PROBLEM DESCRIPTION. Read through the lines below for the string "leaf" and copy each one that has it.

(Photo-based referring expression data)
• • • •

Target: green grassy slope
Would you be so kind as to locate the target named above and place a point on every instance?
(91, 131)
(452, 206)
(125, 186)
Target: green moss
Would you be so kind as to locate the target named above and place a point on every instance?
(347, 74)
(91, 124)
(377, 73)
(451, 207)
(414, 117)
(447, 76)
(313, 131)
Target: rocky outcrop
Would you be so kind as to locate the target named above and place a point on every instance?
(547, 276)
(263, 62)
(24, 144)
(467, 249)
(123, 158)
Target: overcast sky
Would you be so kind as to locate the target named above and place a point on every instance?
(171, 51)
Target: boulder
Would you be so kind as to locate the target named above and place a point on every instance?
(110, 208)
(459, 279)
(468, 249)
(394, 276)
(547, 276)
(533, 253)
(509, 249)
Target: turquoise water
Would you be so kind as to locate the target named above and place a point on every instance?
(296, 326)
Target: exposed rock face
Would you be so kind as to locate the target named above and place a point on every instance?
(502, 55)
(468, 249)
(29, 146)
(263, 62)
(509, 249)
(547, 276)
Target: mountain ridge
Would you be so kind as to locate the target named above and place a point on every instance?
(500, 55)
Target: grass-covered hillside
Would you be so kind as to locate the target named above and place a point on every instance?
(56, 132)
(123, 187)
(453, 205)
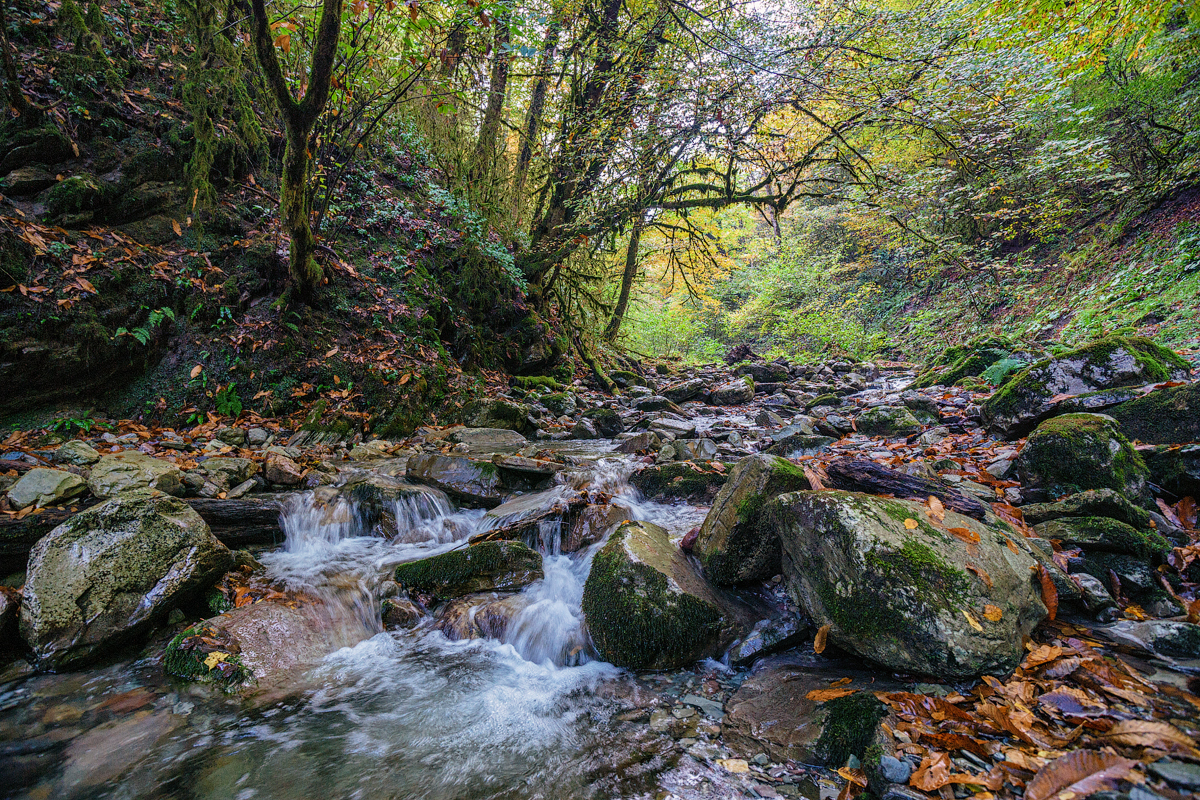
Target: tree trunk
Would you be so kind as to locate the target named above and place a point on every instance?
(627, 282)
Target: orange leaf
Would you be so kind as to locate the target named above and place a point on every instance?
(1081, 773)
(820, 641)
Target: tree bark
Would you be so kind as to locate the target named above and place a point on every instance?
(299, 119)
(627, 282)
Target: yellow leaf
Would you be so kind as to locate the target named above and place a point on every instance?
(215, 657)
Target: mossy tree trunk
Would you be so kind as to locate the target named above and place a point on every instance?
(299, 119)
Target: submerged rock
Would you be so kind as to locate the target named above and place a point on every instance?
(133, 471)
(112, 571)
(487, 566)
(1074, 452)
(1110, 362)
(647, 607)
(903, 591)
(732, 546)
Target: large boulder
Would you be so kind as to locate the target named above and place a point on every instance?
(469, 481)
(112, 571)
(1164, 416)
(487, 566)
(887, 421)
(43, 487)
(1075, 452)
(899, 588)
(133, 471)
(732, 546)
(1031, 395)
(647, 607)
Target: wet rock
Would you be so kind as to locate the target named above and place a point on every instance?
(281, 470)
(487, 566)
(475, 482)
(678, 480)
(592, 525)
(736, 392)
(112, 571)
(684, 390)
(909, 595)
(1029, 397)
(43, 487)
(1074, 452)
(1093, 503)
(732, 545)
(1103, 534)
(887, 421)
(1165, 416)
(76, 452)
(647, 607)
(133, 471)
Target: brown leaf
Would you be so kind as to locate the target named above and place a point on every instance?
(1081, 773)
(820, 641)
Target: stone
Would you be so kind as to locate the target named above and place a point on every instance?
(111, 572)
(736, 392)
(1093, 503)
(684, 390)
(897, 589)
(732, 546)
(487, 566)
(647, 606)
(1111, 362)
(887, 421)
(281, 470)
(1103, 534)
(133, 471)
(1163, 416)
(474, 482)
(1075, 452)
(43, 487)
(77, 452)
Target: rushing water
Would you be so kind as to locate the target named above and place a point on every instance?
(406, 714)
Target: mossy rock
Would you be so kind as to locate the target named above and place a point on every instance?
(487, 566)
(1075, 452)
(647, 607)
(678, 481)
(732, 546)
(1111, 362)
(898, 590)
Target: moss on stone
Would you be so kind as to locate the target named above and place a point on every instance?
(850, 727)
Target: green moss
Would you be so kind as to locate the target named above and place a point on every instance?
(850, 727)
(481, 567)
(634, 617)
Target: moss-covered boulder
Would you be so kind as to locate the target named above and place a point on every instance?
(732, 546)
(678, 481)
(1092, 503)
(469, 481)
(487, 566)
(1074, 452)
(647, 607)
(1104, 534)
(903, 590)
(887, 421)
(1164, 416)
(113, 571)
(1029, 397)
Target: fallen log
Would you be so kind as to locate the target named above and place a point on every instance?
(867, 476)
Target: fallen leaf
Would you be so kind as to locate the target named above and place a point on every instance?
(820, 641)
(1080, 773)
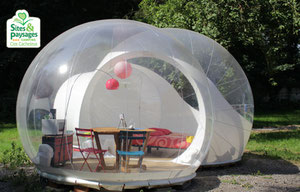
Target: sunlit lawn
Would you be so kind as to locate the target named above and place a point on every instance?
(276, 118)
(283, 144)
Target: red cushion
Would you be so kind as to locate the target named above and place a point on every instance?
(157, 133)
(160, 131)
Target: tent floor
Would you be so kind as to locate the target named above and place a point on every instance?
(148, 165)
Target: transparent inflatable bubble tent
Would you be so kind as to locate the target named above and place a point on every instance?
(121, 104)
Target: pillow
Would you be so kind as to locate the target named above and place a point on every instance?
(160, 131)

• • • •

RESULT OF THE EXERCISE.
Target: orange leaf
Target: yellow leaf
Target: brown leaf
Target: fallen leaf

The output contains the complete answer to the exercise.